Pointing dataset records
[Begin]

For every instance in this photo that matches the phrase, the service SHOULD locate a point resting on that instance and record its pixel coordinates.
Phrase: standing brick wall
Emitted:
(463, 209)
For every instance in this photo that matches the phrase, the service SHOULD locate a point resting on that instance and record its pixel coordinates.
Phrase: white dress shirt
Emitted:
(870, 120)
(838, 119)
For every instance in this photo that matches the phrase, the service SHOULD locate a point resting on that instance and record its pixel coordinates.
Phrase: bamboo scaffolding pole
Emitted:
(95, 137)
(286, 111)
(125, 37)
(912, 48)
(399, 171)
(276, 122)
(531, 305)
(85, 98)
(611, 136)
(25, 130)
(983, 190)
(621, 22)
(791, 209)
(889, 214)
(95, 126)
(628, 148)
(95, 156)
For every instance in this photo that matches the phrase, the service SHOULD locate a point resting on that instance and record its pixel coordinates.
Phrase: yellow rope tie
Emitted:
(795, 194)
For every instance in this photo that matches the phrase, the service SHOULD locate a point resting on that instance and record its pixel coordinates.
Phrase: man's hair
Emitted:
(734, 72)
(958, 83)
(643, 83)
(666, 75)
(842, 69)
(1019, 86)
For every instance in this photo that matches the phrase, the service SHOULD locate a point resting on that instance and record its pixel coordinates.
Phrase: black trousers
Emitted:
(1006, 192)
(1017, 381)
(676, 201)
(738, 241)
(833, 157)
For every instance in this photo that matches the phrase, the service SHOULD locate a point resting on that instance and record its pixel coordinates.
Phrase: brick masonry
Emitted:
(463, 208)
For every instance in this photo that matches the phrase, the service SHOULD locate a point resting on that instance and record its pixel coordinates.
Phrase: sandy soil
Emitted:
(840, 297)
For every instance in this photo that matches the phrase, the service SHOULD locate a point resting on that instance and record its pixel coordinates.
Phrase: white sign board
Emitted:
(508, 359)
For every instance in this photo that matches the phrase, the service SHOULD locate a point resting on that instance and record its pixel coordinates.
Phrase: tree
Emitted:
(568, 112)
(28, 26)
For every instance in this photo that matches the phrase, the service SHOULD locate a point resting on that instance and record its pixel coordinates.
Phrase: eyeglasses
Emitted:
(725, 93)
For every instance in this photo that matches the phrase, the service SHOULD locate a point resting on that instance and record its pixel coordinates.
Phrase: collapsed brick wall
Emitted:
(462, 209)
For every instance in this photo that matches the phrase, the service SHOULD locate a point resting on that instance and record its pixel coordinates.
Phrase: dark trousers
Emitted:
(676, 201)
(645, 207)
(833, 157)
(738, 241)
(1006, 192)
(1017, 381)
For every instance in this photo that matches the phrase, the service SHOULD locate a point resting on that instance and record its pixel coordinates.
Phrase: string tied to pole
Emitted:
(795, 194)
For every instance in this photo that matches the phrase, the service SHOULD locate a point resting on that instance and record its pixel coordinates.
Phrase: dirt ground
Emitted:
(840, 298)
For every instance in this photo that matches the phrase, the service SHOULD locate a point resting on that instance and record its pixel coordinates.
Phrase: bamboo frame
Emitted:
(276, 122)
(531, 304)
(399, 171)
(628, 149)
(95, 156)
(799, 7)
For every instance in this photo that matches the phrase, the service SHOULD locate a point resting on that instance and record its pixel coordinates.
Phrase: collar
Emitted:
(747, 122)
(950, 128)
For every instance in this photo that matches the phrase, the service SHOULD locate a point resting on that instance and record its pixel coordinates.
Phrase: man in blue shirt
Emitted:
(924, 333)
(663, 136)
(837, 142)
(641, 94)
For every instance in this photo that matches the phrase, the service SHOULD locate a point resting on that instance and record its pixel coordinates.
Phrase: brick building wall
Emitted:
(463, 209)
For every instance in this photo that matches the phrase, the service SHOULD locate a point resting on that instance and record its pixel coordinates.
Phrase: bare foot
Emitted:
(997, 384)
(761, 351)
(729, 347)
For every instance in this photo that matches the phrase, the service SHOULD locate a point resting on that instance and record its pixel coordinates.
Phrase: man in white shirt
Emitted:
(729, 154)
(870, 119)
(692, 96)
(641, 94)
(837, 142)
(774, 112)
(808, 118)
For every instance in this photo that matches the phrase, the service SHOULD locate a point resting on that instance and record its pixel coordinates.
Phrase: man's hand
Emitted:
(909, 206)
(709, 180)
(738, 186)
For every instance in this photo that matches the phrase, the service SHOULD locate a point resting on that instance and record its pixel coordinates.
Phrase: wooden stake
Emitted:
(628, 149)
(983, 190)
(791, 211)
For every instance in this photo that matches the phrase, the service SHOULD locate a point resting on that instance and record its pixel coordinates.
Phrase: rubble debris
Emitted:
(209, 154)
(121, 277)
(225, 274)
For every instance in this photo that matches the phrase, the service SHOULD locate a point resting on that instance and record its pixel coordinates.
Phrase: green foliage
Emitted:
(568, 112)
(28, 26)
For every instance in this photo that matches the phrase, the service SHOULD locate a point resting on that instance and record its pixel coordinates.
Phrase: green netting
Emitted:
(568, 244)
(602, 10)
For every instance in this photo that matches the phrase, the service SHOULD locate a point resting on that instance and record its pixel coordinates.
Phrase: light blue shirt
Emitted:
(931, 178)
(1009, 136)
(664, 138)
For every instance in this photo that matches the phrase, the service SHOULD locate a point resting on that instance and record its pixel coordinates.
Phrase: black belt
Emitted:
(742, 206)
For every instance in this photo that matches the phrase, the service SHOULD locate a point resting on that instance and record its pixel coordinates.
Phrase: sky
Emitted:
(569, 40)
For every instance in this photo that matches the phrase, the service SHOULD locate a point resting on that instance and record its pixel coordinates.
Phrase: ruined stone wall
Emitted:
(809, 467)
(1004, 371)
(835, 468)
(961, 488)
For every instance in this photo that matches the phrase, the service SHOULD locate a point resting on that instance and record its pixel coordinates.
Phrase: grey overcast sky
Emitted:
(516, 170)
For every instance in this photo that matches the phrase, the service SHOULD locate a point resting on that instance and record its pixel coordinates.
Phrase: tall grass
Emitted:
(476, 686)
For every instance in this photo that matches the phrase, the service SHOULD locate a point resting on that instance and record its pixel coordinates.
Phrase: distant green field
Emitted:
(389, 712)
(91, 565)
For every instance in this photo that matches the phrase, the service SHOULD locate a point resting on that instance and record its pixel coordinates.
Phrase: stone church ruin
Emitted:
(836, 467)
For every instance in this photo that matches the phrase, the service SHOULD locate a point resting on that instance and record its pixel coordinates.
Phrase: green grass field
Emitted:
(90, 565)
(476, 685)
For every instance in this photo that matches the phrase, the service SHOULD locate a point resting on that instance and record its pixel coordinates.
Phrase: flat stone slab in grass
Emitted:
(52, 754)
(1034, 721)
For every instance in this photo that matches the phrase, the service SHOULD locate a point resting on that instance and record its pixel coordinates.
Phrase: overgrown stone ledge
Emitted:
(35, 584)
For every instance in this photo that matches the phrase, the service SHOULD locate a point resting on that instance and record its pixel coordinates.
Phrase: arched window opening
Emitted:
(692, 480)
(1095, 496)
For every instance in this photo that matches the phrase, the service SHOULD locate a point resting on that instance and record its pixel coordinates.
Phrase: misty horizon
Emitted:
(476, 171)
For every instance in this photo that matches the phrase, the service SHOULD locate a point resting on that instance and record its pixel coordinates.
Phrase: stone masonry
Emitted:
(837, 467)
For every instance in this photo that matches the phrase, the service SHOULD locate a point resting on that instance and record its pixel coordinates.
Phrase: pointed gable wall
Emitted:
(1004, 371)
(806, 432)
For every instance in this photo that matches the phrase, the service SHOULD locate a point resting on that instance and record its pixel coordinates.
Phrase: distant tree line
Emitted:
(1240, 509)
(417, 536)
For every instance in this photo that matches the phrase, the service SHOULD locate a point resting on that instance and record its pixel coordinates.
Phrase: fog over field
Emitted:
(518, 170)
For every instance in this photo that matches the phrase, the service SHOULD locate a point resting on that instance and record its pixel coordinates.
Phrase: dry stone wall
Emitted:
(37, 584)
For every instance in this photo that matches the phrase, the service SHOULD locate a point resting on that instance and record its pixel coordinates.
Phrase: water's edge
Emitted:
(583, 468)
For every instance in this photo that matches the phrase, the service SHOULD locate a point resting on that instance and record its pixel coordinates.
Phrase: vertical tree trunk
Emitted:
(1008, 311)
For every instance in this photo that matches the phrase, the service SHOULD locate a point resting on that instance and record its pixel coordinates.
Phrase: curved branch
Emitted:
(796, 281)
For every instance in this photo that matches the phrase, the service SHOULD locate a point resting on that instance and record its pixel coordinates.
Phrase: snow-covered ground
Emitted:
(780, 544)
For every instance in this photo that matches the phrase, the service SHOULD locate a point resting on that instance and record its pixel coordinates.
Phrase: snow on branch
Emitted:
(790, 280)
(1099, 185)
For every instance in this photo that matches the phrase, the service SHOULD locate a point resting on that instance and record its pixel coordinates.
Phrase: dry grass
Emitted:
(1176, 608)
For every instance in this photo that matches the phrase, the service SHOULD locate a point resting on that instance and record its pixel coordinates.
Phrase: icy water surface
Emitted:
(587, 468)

[End]

- **WORK TO BE COMPLETED**:
Tally the lines in the data above that contain the string "ground", matching case exactly, and output only the resulting count.

- **FULL RESPONSE**:
2